YOUR OBJECTIVE: Rename "scouting sheet" to "survey form" in the lines of the listing from the line containing "of the lawn." through the end of the listing, and give back those lines with nothing else changed.

SUPPLIED RECORDS:
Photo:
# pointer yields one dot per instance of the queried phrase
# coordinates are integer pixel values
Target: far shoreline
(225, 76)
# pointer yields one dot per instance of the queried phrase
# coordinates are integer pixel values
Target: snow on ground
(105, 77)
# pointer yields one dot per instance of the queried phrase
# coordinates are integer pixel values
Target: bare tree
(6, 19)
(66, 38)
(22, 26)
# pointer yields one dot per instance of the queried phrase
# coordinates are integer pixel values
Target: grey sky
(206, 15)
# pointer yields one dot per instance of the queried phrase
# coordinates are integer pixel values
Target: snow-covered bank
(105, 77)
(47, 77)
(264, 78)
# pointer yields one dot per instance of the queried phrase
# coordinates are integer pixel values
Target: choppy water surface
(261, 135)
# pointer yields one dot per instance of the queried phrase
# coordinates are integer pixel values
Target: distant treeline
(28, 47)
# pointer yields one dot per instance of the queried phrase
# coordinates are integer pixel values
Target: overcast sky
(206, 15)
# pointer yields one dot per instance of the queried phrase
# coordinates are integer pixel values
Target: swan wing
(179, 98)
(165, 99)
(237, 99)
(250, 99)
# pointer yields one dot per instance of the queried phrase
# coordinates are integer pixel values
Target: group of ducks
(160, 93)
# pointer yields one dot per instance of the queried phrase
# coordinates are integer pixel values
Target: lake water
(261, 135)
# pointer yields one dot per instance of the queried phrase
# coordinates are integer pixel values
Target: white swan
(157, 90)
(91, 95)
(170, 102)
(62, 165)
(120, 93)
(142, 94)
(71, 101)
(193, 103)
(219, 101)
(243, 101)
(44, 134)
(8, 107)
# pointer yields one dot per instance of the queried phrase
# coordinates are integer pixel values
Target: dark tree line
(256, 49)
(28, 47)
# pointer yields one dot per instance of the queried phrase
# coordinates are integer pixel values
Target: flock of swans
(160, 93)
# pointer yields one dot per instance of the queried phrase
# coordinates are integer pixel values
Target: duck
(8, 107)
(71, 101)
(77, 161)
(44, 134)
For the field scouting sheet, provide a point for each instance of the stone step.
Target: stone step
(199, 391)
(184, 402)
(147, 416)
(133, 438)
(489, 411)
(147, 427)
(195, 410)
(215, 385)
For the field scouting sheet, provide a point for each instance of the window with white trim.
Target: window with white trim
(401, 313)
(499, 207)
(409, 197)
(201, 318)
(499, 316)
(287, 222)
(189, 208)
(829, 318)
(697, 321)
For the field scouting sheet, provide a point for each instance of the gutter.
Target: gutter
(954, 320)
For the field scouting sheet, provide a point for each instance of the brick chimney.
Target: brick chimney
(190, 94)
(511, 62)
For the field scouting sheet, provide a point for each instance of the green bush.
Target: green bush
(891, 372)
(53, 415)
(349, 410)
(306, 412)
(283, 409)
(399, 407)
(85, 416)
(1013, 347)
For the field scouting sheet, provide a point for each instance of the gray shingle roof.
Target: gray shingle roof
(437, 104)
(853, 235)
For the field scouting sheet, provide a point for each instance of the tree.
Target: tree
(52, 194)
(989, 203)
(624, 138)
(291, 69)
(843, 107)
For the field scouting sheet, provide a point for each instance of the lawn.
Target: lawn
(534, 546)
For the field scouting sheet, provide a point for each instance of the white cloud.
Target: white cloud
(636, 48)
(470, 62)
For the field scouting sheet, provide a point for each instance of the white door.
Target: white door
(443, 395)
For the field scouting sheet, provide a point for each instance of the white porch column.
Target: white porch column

SOLUTION TO THIS TASK:
For the field survey form, provide a point for each instance of the lawn.
Target: lawn
(534, 546)
For the field survey form, provide a point for each instance of the white cloud.
Target: white cloud
(636, 48)
(470, 62)
For the field survey form, provide a point for each instance of the white door.
Target: white door
(443, 395)
For the field survey form, provide a point for each instance of the white porch column.
Target: white porch column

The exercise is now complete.